Task objective — Write out, exactly as they appear, only the lines running from the line with "the cardboard flap" to the final line of the listing; include both.

Point annotation dataset records
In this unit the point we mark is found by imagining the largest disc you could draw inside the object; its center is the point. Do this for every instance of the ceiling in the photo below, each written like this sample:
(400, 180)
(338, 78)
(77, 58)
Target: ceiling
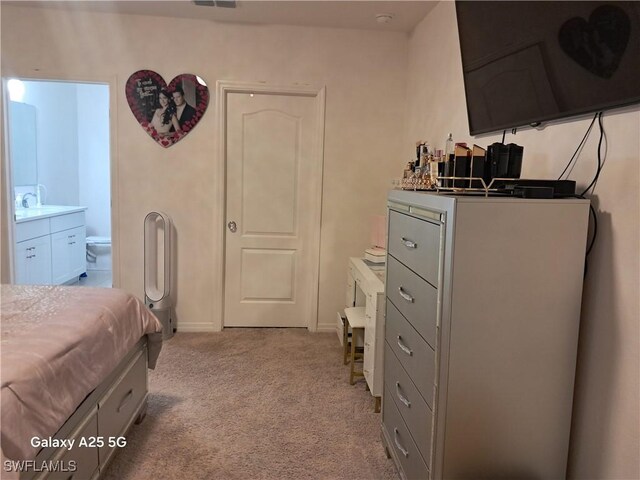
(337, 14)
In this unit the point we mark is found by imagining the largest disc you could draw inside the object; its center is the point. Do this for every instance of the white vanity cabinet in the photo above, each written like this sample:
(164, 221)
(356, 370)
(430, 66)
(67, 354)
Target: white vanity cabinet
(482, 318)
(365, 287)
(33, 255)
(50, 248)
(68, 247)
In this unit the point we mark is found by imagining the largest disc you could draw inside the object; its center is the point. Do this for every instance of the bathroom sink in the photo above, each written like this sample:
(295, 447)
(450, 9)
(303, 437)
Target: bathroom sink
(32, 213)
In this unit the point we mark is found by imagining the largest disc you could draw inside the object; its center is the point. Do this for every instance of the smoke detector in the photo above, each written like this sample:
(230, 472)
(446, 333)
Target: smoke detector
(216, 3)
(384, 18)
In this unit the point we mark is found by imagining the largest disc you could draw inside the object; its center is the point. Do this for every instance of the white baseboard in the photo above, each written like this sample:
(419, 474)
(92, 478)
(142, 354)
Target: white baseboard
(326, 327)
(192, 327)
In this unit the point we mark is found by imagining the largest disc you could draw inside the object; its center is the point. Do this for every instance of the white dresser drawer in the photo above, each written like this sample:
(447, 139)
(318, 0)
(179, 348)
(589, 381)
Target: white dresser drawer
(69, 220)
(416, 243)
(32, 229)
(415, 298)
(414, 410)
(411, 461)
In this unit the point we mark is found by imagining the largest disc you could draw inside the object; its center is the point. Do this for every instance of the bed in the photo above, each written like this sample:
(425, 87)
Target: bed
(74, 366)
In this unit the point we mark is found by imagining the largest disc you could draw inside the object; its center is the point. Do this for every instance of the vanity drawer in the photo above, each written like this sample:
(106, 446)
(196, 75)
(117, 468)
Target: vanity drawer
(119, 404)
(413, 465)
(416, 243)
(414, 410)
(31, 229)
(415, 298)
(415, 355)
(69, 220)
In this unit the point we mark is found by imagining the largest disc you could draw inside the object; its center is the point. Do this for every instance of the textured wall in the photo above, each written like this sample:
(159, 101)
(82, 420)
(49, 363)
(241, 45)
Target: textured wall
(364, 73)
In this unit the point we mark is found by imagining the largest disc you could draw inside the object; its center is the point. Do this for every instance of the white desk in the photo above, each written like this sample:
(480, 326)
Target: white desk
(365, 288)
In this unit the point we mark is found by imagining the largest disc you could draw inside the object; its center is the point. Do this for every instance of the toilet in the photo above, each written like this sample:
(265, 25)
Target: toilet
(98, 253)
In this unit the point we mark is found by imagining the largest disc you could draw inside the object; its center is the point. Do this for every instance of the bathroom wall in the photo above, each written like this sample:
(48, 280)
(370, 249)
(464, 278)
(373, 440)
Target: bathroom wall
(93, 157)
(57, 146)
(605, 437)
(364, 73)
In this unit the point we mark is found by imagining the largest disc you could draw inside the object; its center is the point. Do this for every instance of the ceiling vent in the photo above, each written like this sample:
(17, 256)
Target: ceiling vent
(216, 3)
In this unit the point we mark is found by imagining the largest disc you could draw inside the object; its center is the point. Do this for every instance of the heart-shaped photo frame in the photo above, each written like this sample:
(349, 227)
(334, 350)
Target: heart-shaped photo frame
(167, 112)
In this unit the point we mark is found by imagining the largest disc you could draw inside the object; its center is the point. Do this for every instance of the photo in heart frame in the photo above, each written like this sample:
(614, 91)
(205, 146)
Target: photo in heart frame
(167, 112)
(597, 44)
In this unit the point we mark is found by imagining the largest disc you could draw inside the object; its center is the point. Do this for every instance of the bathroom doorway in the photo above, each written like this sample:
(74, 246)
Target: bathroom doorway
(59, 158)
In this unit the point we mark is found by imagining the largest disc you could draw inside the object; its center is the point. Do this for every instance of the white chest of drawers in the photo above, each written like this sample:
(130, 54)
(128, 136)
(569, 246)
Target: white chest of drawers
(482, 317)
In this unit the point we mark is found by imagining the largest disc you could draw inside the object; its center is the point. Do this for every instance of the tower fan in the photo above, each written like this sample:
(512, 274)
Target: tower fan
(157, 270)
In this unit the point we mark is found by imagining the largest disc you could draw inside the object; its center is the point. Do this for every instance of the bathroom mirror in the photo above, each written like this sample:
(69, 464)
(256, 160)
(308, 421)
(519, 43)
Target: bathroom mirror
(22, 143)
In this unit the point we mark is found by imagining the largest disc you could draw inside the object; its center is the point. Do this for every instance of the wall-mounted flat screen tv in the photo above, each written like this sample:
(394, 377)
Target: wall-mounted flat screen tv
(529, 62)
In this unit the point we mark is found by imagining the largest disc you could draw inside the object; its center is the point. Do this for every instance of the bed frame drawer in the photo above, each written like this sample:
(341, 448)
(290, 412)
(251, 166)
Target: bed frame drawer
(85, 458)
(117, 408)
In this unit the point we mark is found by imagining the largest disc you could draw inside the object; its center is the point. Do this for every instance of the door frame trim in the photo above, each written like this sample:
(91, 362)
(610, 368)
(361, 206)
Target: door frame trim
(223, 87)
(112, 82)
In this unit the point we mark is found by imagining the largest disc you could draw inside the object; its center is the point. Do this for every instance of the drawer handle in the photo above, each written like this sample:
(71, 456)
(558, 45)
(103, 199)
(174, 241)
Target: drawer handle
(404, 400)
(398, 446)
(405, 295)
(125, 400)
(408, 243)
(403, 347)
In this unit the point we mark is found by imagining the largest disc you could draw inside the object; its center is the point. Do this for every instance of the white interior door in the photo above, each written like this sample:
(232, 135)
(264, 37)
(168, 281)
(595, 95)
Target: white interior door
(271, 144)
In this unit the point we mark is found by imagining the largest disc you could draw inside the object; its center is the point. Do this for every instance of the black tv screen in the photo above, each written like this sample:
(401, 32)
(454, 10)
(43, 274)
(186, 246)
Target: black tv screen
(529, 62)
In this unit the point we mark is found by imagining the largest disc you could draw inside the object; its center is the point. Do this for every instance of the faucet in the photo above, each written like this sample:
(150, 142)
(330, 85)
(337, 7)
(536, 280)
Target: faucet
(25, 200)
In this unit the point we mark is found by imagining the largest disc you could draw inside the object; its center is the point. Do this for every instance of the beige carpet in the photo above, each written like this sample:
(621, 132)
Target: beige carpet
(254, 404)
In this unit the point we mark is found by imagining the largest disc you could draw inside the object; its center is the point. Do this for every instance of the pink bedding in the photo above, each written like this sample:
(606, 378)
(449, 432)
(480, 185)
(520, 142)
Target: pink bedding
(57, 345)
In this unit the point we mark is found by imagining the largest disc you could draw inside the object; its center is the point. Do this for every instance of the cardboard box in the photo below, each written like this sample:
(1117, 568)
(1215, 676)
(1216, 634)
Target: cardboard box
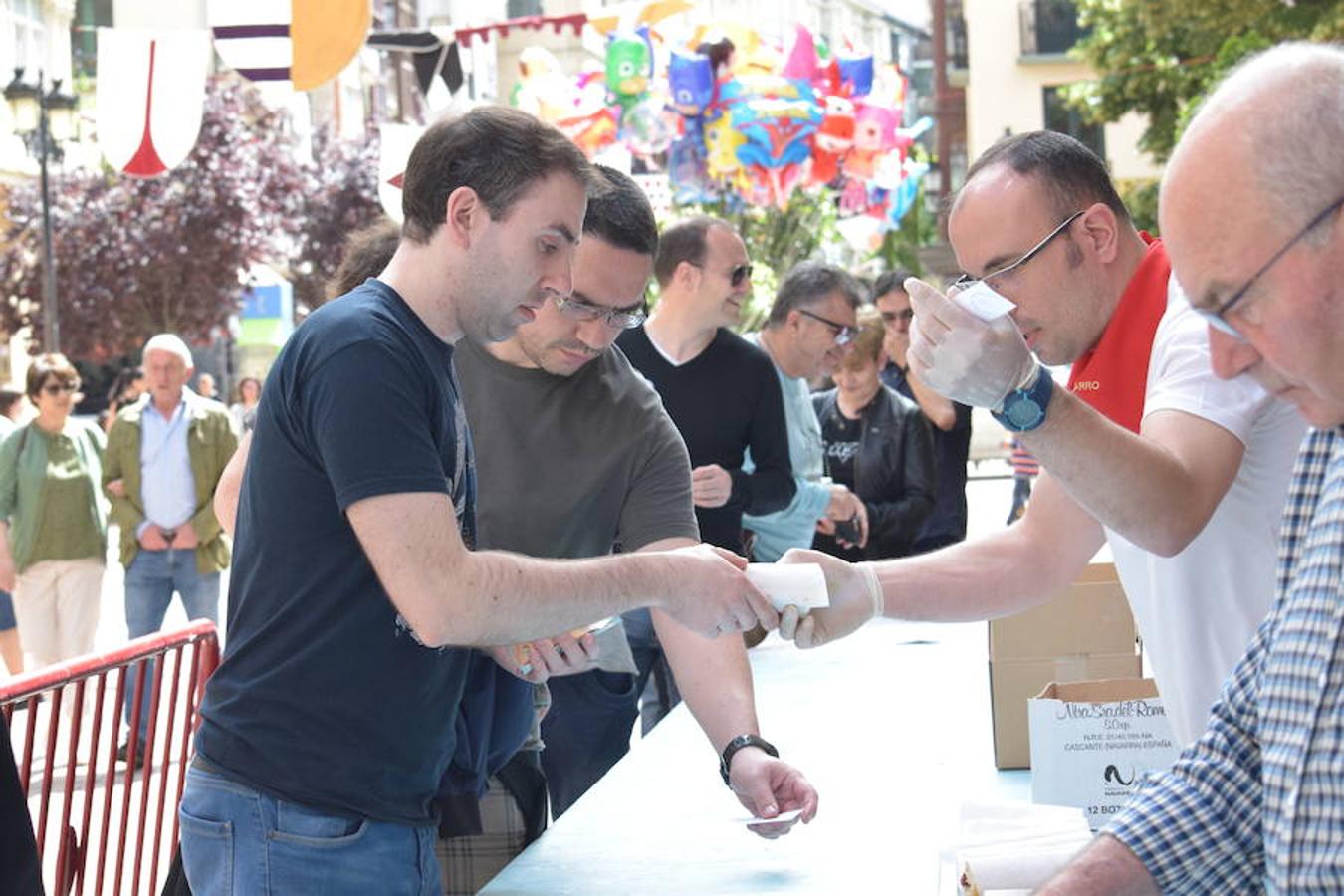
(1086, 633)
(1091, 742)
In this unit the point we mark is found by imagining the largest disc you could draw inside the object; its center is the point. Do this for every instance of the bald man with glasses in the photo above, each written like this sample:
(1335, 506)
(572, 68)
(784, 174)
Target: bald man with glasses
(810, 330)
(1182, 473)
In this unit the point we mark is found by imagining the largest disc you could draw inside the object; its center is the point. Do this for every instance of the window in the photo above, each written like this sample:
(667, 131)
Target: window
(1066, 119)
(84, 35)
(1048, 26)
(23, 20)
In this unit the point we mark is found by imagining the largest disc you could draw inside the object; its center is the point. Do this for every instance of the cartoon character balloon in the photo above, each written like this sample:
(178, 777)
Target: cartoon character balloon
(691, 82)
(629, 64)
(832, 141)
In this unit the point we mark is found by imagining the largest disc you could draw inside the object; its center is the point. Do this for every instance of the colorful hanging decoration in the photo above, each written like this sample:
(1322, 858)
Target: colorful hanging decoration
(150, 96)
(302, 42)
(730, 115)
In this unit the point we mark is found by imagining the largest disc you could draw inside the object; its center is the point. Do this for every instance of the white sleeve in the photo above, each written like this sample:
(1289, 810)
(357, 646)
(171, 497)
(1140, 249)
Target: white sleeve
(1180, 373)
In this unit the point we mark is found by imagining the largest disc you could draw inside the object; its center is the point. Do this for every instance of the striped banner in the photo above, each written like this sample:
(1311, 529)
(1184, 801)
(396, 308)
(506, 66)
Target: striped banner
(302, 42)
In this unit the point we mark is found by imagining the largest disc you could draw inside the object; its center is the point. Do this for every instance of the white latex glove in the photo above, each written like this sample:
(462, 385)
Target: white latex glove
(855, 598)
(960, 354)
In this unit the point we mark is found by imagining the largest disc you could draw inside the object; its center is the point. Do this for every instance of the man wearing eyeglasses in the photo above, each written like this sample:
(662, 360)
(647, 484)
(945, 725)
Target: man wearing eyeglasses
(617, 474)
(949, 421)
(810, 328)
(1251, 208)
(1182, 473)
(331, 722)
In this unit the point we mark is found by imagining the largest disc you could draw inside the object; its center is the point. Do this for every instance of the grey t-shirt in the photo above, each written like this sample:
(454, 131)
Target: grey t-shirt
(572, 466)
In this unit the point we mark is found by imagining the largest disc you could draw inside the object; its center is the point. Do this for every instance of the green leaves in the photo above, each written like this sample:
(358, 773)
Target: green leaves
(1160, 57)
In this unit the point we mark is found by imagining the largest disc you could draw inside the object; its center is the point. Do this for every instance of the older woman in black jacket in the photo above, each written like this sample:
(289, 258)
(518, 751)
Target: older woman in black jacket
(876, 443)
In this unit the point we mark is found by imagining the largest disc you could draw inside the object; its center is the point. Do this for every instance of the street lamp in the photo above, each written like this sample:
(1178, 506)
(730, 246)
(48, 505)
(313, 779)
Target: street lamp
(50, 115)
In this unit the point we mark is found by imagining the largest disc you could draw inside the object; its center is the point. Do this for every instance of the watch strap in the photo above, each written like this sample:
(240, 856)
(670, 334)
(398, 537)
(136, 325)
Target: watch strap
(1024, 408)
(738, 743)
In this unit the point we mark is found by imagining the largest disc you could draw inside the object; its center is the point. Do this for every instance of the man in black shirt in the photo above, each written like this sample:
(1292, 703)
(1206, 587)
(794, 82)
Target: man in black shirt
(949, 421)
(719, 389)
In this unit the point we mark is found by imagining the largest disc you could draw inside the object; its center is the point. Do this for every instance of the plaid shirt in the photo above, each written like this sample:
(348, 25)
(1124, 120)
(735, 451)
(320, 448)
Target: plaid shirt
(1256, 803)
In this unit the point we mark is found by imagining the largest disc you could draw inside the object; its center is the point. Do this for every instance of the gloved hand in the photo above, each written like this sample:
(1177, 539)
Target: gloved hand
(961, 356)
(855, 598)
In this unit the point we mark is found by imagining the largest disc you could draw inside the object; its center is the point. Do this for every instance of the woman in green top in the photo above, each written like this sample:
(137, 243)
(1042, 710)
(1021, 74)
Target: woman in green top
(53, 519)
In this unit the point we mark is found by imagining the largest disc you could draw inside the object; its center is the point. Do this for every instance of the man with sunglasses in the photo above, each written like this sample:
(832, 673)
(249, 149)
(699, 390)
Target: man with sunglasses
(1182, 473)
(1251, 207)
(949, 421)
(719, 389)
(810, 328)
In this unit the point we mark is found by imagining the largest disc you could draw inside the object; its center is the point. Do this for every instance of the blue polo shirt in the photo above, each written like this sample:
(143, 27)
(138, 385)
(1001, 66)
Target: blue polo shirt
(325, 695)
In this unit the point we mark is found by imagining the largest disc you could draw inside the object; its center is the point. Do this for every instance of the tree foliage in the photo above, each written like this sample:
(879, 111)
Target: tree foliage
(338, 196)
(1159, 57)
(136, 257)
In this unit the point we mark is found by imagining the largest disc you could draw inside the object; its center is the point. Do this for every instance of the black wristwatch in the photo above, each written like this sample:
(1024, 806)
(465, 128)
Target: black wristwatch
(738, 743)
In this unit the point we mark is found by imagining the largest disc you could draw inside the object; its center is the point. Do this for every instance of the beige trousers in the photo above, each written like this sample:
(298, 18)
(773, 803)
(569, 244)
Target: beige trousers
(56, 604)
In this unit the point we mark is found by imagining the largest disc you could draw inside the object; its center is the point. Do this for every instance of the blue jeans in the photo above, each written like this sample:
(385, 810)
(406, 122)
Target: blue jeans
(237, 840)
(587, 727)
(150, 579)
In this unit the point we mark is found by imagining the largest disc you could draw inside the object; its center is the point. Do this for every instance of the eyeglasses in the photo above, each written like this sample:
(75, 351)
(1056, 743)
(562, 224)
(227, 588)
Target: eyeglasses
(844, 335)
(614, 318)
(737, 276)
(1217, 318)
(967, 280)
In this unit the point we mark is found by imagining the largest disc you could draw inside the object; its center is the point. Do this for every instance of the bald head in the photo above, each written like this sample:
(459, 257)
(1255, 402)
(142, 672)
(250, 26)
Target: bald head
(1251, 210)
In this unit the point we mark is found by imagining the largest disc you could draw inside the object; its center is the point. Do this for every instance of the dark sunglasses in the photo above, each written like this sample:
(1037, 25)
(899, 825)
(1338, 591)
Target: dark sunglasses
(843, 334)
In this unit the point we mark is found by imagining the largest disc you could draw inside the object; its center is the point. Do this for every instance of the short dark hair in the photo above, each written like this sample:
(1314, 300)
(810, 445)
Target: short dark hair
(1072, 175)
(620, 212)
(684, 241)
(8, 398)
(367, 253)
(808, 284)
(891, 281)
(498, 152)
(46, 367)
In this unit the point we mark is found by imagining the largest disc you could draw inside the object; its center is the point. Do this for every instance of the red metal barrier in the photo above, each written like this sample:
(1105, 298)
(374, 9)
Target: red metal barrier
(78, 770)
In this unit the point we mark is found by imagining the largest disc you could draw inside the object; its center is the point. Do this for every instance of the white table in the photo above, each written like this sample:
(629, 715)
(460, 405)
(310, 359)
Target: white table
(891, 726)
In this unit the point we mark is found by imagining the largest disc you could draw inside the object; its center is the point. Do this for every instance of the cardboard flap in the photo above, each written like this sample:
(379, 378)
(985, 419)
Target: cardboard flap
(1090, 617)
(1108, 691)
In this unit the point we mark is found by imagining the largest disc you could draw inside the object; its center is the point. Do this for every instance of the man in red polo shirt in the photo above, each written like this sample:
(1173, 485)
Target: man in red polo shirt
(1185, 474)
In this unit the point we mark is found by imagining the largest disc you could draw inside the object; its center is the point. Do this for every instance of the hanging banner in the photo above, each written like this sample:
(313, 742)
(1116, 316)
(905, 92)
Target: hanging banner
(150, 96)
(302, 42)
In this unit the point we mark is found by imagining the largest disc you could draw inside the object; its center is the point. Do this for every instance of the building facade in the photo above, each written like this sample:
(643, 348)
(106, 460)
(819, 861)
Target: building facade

Exercise response —
In this unit the point we mark is found by imagining the largest disc you could draw inside the object; its center is the point. Do this for every instance of the cardboard flap in the photo above, each written like this sample:
(379, 378)
(985, 419)
Target: cardboard flap
(1090, 617)
(1108, 691)
In this unit the point we mark is found by imagining the largest disc you could draw inside the object; its center is the point. Do this for every instance of the man in red polo shirt in the photo above, each written like this sample:
(1173, 485)
Target: man in red polo shirt
(1185, 474)
In this unit the point we mark is found by imagining the largest disc you could draw inside the object; its center is the point. Do this for every instance of the hanging banner in the photo above, each written like this sample:
(313, 742)
(1116, 316)
(905, 92)
Target: hanging banner
(150, 96)
(302, 42)
In this unit the point we mark is found by imagining the largest disc you could draw inside the object; its center is the point. Do this for every instance of the building facade in the photo above, each written like this sample:
(643, 348)
(106, 460)
(819, 861)
Target: building facade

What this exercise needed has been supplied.